SUPPLIED TEXT:
** START **
ACM International Collegiate Programming Contest
Asia Regional Contest, Tokyo, 2014–10–19
Problem G
Flipping Parentheses
Input: Standard Input
Time Limit: 5 seconds
A string consisting only of parentheses ‘(’ and ‘)’ is called balanced if it is one of the following.
- A string “()” is balanced.
- Concatenation of two balanced strings are balanced.
- When a string s is balanced, so is the concatenation of three strings “(”, s, and “)” in this order.
Note that the condition is stronger than merely the numbers of ‘(’ and ‘)’ are equal. For instance, “())(()” is not balanced.
** END **
INFORMATION PROVIDED:
** START **
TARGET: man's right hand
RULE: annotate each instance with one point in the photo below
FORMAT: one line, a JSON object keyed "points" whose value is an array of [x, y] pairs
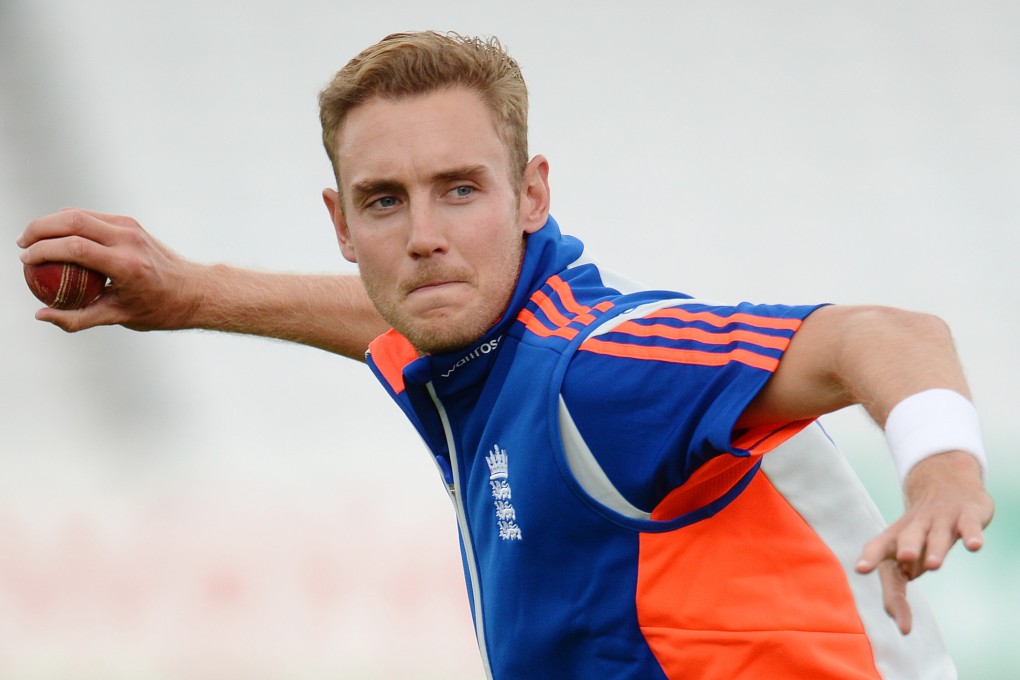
{"points": [[154, 289], [151, 288]]}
** END **
PROBLEM REQUIREMENTS: Continue the Flipping Parentheses problem statement from its last sentence.

ANSWER BELOW:
Your task is to keep a string in a balanced state, under a severe condition in which a cosmic ray may flip the direction of parentheses.
You are initially given a balanced string. Each time the direction of a single parenthesis is flipped, your program is notified the position of the changed character in the string. Then, calculate and output the leftmost position that, if the parenthesis there is flipped, the whole string gets back to the balanced state. After the string is balanced by changing the parenthesis indicated by your program, next cosmic ray flips another parenthesis, and the steps are repeated several times.
Input
The input consists of a single test case formatted as follows.
N Q s
q1
...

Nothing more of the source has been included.